Records supplied:
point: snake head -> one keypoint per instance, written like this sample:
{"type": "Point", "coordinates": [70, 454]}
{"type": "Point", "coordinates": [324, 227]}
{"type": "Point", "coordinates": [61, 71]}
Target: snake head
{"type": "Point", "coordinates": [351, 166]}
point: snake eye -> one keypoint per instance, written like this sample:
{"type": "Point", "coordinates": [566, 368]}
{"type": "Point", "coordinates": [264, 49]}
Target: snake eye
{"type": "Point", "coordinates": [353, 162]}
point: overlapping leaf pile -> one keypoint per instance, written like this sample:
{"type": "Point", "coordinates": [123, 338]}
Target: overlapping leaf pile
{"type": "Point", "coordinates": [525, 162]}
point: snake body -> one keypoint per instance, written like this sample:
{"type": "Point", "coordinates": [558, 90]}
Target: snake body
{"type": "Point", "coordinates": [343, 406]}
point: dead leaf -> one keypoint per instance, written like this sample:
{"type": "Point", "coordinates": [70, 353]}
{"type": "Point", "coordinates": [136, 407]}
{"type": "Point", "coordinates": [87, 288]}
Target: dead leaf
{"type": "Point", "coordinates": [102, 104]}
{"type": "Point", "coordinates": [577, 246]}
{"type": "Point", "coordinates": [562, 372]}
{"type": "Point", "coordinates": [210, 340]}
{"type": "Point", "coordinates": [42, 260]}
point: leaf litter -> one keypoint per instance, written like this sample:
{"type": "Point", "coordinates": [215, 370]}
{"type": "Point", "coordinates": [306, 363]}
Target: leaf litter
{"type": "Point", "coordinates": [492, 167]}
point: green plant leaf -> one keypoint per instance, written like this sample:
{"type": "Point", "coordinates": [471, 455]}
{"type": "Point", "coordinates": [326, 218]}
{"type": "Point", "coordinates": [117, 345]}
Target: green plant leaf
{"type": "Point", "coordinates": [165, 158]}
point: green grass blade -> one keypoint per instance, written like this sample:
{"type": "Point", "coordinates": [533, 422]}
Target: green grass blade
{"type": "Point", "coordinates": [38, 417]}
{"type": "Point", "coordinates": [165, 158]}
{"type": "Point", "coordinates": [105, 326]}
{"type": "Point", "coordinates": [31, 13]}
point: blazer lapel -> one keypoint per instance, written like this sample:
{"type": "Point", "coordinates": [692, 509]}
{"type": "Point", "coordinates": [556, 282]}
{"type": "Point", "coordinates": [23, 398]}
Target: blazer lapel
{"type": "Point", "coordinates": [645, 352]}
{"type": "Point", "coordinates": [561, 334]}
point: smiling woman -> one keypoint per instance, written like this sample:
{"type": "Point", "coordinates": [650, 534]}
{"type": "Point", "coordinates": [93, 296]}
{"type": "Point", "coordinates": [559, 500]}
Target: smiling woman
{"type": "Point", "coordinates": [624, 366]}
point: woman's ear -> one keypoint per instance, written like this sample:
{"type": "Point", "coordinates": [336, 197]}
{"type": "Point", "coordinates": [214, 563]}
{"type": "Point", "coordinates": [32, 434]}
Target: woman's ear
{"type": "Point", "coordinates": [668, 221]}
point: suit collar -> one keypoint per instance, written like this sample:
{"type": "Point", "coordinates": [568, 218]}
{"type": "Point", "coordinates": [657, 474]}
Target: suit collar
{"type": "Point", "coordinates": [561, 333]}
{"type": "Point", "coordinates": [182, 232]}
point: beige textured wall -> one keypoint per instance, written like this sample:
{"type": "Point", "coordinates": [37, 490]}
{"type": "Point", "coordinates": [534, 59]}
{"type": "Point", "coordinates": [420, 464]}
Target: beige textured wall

Task: Show every line in the records above that contains the word "textured".

Exercise answer:
point: beige textured wall -> one keypoint per instance, written like this sample:
Target: beige textured wall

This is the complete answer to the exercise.